In the records below, find the line that contains "Reviewer note: confirm that each instance of the white window" and the line that contains "Reviewer note: confirm that each instance of the blue". Set down exactly those lines and every line between them, and nothing more.

Start of Exercise inputs

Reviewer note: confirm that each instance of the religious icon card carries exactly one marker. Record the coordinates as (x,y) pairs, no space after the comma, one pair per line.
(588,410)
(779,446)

End of Exercise inputs
Start of Exercise inputs

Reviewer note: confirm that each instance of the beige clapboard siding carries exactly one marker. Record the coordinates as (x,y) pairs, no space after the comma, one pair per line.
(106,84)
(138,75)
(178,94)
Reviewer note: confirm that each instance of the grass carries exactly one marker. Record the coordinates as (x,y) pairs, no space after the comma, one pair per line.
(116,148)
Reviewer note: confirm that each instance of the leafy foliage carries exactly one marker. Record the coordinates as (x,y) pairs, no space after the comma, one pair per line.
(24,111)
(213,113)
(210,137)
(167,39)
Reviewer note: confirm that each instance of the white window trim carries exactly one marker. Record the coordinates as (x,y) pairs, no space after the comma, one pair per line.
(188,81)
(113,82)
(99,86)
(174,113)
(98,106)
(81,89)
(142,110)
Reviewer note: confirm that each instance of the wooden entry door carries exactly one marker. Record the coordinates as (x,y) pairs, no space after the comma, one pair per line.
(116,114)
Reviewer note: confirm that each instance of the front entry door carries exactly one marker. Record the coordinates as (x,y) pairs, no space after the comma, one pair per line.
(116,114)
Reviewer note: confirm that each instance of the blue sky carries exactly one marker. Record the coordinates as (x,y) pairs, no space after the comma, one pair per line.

End of Exercise inputs
Start of Exercise inputs

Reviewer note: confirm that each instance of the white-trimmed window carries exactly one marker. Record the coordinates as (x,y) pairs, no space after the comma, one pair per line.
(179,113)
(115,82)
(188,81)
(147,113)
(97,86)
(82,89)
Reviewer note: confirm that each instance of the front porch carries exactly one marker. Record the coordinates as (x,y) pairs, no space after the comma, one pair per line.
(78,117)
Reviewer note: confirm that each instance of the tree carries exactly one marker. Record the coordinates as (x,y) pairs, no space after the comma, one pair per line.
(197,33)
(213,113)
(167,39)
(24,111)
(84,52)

End of Exercise inputs

Output of the task:
Reviewer note: confirm that each instance of the white window trim carries exactly one marker. Record the coordinates as (x,y) pairs, no space after the comma, one pair per line.
(188,81)
(113,82)
(99,86)
(174,113)
(98,106)
(81,89)
(142,110)
Reviewer note: confirm that each instance of the wooden entry door carries exactly one marker. Record the coordinates as (x,y) pairs, no space after the comma, one pair per line.
(116,114)
Reviewer note: confirm that each instance of the front entry door carries exactly one marker. Record the coordinates as (x,y) pairs, no space after the comma, one pair per line.
(116,114)
Reviewer note: confirm that each instance of the blue sky carries exactly one marker. Record the coordinates as (x,y) pairs, no space after the comma, one pair per line.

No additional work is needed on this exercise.